== The data ==

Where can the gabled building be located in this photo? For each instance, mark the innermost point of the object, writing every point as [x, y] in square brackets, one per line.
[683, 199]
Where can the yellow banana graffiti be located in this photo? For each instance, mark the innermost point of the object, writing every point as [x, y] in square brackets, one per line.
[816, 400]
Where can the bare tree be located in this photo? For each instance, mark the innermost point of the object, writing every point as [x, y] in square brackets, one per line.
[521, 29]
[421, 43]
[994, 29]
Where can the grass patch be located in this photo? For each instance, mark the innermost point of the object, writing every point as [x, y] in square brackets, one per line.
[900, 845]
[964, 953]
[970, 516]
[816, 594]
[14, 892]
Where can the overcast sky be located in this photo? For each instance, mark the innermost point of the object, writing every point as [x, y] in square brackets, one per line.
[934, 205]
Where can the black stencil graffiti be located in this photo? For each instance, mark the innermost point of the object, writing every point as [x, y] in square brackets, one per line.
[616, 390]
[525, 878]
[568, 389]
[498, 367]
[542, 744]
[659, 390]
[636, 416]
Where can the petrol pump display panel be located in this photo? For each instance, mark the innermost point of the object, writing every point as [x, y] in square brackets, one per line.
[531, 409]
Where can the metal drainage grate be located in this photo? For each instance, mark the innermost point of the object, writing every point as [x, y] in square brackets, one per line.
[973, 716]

===

• Task prompt: Copy the listing above word for word, every line included.

• Problem solution:
Where can the gabled building be located in this photo? For each instance, mark the innermost point of the object, writing every point as [x, y] in square brackets, one per line.
[683, 199]
Where can the yellow banana graffiti be located in this photo? For each instance, mark the innermost point of the object, writing every point as [x, y] in square brackets, one per line.
[816, 400]
Where can the bare tree be located in this photo? For each instance, mark the innermost point of the object, writing every point as [x, y] in square brackets, one per line.
[521, 29]
[421, 43]
[994, 29]
Where can the grass patch be located in this photo? For each instance, mark the innermost point of the object, writing every point as [x, y] in square brackets, one per line.
[900, 845]
[964, 953]
[970, 516]
[816, 594]
[14, 892]
Where can the overcast sky be located in this photo? For each instance, mark the innermost point of the object, writing every point as [x, y] in square brackets, one per line.
[934, 205]
Where can the black stencil graffiti be located in this photo? For each instance, mark the innermost point of the object, writing every point as [x, y] in square brackets, one per line.
[616, 390]
[525, 878]
[568, 389]
[498, 367]
[542, 744]
[659, 390]
[636, 416]
Where can the petrol pump display panel be located in this photo? For each instance, mark the innermost point of the object, writing every point as [x, y] in square brackets, one per line.
[531, 409]
Where can the metal drainage grate be located in this photo? For each instance, mark the innermost point of the object, writing every point as [x, y] in square brackets, one per line.
[973, 716]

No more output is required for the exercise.